### RECORDS PROVIDED

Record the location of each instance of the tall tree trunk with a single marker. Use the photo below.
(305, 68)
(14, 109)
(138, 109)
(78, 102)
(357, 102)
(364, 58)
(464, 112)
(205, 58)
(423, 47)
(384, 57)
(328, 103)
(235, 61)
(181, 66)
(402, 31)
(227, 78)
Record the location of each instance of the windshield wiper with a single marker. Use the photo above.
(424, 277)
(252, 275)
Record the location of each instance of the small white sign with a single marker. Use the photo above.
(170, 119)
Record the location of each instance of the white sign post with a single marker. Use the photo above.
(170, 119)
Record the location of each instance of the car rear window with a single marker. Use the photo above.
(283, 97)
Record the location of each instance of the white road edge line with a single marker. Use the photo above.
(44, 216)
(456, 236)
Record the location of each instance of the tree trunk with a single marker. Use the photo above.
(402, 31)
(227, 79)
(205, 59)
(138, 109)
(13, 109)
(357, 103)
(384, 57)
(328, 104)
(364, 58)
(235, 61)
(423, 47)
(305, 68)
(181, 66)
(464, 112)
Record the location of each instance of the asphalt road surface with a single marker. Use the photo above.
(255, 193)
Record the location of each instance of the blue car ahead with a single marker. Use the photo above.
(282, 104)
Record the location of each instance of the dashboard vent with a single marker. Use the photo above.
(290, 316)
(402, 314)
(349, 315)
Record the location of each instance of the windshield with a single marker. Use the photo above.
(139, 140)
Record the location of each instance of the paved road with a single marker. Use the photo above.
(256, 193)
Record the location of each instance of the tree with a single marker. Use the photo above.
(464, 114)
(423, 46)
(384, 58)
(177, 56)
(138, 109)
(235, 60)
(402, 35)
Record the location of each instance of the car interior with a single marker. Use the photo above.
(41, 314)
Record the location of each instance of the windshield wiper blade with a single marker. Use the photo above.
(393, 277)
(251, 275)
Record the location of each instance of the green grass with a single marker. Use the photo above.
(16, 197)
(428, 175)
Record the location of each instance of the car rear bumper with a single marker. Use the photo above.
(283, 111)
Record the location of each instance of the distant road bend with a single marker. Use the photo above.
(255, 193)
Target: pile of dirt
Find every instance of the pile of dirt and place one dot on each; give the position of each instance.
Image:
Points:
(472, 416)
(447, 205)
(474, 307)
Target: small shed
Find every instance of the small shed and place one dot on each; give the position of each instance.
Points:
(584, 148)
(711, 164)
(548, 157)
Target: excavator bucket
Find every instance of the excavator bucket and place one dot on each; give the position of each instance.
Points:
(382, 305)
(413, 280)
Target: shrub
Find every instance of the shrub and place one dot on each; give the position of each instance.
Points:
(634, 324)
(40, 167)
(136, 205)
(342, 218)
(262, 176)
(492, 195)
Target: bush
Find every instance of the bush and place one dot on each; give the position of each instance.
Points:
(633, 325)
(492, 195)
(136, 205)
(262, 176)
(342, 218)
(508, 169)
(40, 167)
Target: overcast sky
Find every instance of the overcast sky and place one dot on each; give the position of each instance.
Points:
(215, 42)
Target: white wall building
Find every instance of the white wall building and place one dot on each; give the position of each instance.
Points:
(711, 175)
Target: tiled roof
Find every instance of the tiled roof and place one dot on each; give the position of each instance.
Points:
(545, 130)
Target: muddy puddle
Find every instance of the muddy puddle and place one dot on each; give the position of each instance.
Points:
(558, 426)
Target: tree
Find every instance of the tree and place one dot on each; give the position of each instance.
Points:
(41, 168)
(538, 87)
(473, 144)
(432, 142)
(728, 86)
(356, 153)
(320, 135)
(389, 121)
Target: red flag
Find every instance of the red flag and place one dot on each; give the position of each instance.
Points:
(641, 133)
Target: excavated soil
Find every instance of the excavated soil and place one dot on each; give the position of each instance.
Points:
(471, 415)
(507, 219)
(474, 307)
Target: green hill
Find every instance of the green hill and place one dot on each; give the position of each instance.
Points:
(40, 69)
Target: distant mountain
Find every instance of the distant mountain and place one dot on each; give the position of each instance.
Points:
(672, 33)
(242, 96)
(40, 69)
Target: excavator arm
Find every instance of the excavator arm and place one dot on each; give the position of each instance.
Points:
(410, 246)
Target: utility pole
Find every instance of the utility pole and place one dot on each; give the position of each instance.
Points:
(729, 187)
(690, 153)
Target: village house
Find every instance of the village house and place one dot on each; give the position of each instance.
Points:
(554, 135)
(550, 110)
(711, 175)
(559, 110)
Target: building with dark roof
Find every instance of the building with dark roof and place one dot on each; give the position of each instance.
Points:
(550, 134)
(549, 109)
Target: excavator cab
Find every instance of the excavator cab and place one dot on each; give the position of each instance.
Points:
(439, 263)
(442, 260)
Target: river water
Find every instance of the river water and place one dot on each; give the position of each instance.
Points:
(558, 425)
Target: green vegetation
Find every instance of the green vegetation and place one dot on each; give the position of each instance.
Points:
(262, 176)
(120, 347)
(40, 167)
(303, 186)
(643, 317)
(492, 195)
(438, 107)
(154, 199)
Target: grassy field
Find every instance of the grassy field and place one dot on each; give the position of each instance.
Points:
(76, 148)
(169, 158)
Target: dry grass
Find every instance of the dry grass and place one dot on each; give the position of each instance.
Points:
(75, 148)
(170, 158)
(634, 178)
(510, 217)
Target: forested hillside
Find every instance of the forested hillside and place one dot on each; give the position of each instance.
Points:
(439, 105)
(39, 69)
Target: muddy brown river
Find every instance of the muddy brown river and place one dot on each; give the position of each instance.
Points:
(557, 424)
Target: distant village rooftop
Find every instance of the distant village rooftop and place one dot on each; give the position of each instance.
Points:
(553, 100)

### EXERCISE DESCRIPTION
Print all of the data exactly as it was given.

### IN RESPONSE
Record the location of each instance of the tall tree trunk with a single marker. Use the photo below.
(305, 68)
(14, 109)
(138, 109)
(78, 102)
(357, 102)
(364, 58)
(464, 112)
(205, 58)
(423, 47)
(384, 57)
(328, 103)
(235, 61)
(181, 66)
(402, 31)
(227, 78)
Record the location of each instance of the windshield wiper with a single marker. Use the photo above.
(424, 277)
(252, 275)
Record the location of each instance of the small white sign with a single marker. Use the photo above.
(170, 119)
Record the location of each instance of the white sign post with a single marker. Use the photo above.
(170, 119)
Record the location of each instance of the car rear window with a single marker. Use the photo above.
(283, 97)
Record the location of each instance of the white road edge line with a single marker. Use the photo above.
(44, 216)
(456, 236)
Record the location of each instance of the tree trunk with a single marker. Use the photo above.
(402, 31)
(227, 79)
(205, 59)
(138, 109)
(13, 109)
(357, 103)
(384, 57)
(328, 104)
(364, 58)
(235, 61)
(423, 47)
(305, 68)
(181, 66)
(464, 112)
Record the location of each instance of the asphalt road surface with a single marker. Use the photo above.
(255, 193)
Record the location of each instance of the blue car ahead with a single marker. Use the photo above.
(282, 104)
Record the location of each instance of the dashboard vent with a single marker. Use the photo above.
(290, 316)
(402, 314)
(349, 315)
Record the location of each instance of the windshield with a single marker. Use the photo above.
(139, 140)
Record the location of each instance of the paved road with a single marker. Use the photo above.
(256, 193)
Record the location of each instance of the tree with a single marker. Use the photo above.
(464, 114)
(423, 46)
(384, 58)
(177, 56)
(138, 109)
(235, 60)
(402, 35)
Record the location of each instance of the car interior with a single marker. Use the photo above.
(41, 314)
Record the location of each instance of the windshield wiper blade with a single marker. Use the photo above.
(393, 277)
(251, 275)
Record the location of each instance of the green grass with a single marker. Use the photo above.
(16, 197)
(428, 175)
Record the location of each instance of the car rear bumper with a single marker. Use the photo above.
(283, 111)
Record the location of each instance of the distant road bend with a single marker. Use the photo above.
(255, 193)
Target: pile of dirt
Find every instance of the pile of dirt and place one dot on each; give the position of each instance.
Image:
Points:
(472, 416)
(447, 205)
(474, 307)
Target: small shed
Find every instance of the small shed and place one dot on each; give the position of each instance.
Points:
(584, 148)
(711, 164)
(548, 157)
Target: excavator bucket
Find every instance of the excavator bucket and place one dot on each; give the position of each instance.
Points:
(382, 305)
(413, 280)
Target: shrub
Find every instance of the shrub and place one dot on each; give the position of each instance.
Points:
(634, 324)
(40, 167)
(136, 205)
(342, 218)
(262, 176)
(492, 195)
Target: bush
Find every instance of the bush and place one dot on each; give the position of each instance.
Points:
(633, 325)
(492, 195)
(136, 205)
(262, 176)
(342, 218)
(508, 169)
(40, 167)
Target: overcast sky
Find every instance of the overcast sky and place one dot on each; give the position of each instance.
Points:
(215, 42)
Target: white wall building
Find every instance of the white wall building and place one dot on each; give the position of each instance.
Points:
(711, 175)
Target: tiled roof
Find every instance of the tiled roof and place one dot on each; give the position of each instance.
Points:
(545, 130)
Target: muddy puddle
Find every instance of the muddy puddle and place one dot on each; give the position of each instance.
Points:
(558, 426)
Target: tree
Find every instance of the tree and place one dot on each; give the position of each instance.
Points:
(41, 168)
(538, 87)
(473, 144)
(432, 142)
(728, 86)
(356, 153)
(320, 135)
(389, 121)
Target: red flag
Find every instance of the red flag and place one dot on each; give the position of each instance.
Points:
(641, 133)
Target: excavated soil
Find every instance of the excavated soil and place one dot on each; give the position of each instance.
Points:
(471, 415)
(507, 219)
(474, 307)
Target: green hill
Find every instance of the green hill and place one dot on each; give the position of each instance.
Points:
(40, 69)
Target: distant mountain
Find every instance of the distant mountain and place one dot on each; give the position of each instance.
Points:
(672, 33)
(242, 96)
(40, 69)
Target: excavator arm
Find every instance of the excavator arm and place one dot on each; give the position of each instance.
Points:
(410, 246)
Target: utility pole
Find every instance of the utility pole and place one dot on each; give the position of each instance.
Points:
(729, 187)
(690, 153)
Target: village house
Find every instance of the village house and place one dot on each; give the position of each instance.
Points:
(554, 135)
(550, 110)
(711, 175)
(559, 110)
Target: building with dark roof
Find every instance of the building with dark roof and place one dot on each; give the position of each instance.
Points:
(550, 134)
(549, 109)
Target: excavator cab
Find every instance of the excavator cab and place one dot on each; give the position of each instance.
Points:
(439, 263)
(442, 260)
Target: river water
Find every instance of the river water and place one dot on each; give the position of each instance.
Points:
(558, 425)
Target: green vegetation
Find every instance of the green vegetation and place one dot on each; give the position of each instance.
Points:
(262, 176)
(120, 347)
(40, 167)
(303, 186)
(643, 317)
(492, 195)
(438, 107)
(154, 199)
Target: grassy field
Find every instance of the grassy field and place one dot on each; give the position of each instance.
Points:
(76, 148)
(169, 158)
Target: dry grass
Find every instance of the dry grass and place one dot on each; give the position of each instance.
Points:
(75, 148)
(170, 158)
(634, 178)
(510, 217)
Target: forested hillside
Find every instance of the forested hillside and place one dot on each; give the position of each instance.
Points:
(439, 105)
(39, 69)
Target: muddy brown river
Find every instance of the muddy brown river and place one dot on each; give the position of each instance.
Points:
(557, 424)
Target: distant village rooftop
Find every instance of the distant village rooftop and place one dot on each; give the position of each instance.
Points:
(553, 100)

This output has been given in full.